Flours with differing amounts of gluten react differently to handling -- like beating and kneading -- and act differently to create structure.  For instance, everything else being equal, a biscuit made from bread flour will be chewier than a biscuit made from cake flour, and have a more open structure.  But if the biscuit dough is substantially kneaded before baking, the bread flour biscuit will become chewier and more open, while the cake flour biscuit will get hard, and tough -- also, its rise will suffer more than the bread flour biscuit.

Obviously, for pastry, you value tenderness over structure and treat the flour relatively gently, so cake flour is the obvious choice.  That's why they call it (wait for it) "cake or pastry flour." 

This is true for both white and whole wheat flours.

The difference between white and whole wheat is that white is ground from the endosperm only, while whole wheat is ground from the bran, germ and endosperm of the wheat seed. 

I'm unclear on what Cabotvt was getting at.

BDL


----------



## cabotvt (May 5, 2009)

□ □ □ □ □

◆ What is asked:
• A. How would you put this sentence from the flour thread into Spanish: "The difference between white and whole wheat is that white is ground from the endosperm only, while whole wheat is ground from the bran, germ and endosperm of the wheat seed."
• B. Could you carry on the forum thread about flour and gluten from the point where it stops?

◆ Raw data:
□ □ □ □ □

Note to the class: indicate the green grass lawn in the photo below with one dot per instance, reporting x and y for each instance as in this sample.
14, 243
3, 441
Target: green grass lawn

□ □ □ □ □

◆ Results by task:
• A. La diferencia entre la harina blanca y la de trigo integral es que la blanca se muele solo del endospermo, mientras que la de trigo integral se muele del salvado, el germen y el endospermo de la semilla de trigo.

• B.
Hello, not trying to get into the flour to deep but bran is not part of Straight flour. Bran is removed at the same time as the break flour (BREAK not BREAD) and the feed, however,BREAK flour is added back to the straight. This is done after the MIDDLING is created, then after the removal of the SHORT RED DOG you are left with MIDDLINGS FLOUR now add the BREAK flour back in and you have STRAIGHT flour now from here all flours are made. Straight = PATENT, 1st CLEAR and 2nd CLEAR combined your clears being higher in GLIADIN and GLUTENIN & ASH and with the addition of water you have gluten. Gluten is not present in flour but made by adding water. The CLEAR flour is high in the ASH count as well. Remember PATENT flour has a high quality of the 2 gluten components not more but better. All other flours are by products of making PATENT. FLOUR will turn white if aged properly, we add bleach to expedite this in today's milling process speed = profit. DURUM will stay yellow. Many moons ago bread had a yellow tint and was given to the lower class of folks while the white stuff given to the snobby nose types but then again mules brought the wheat to the mill and we did not have cell phones WOW WHAT A CONCEPT.  I will leave the flour milling at this thread. It is a very unique scientific process and if done right makes really good eats.

Cheers


----------



## boar_d_laze (Feb 13, 2008)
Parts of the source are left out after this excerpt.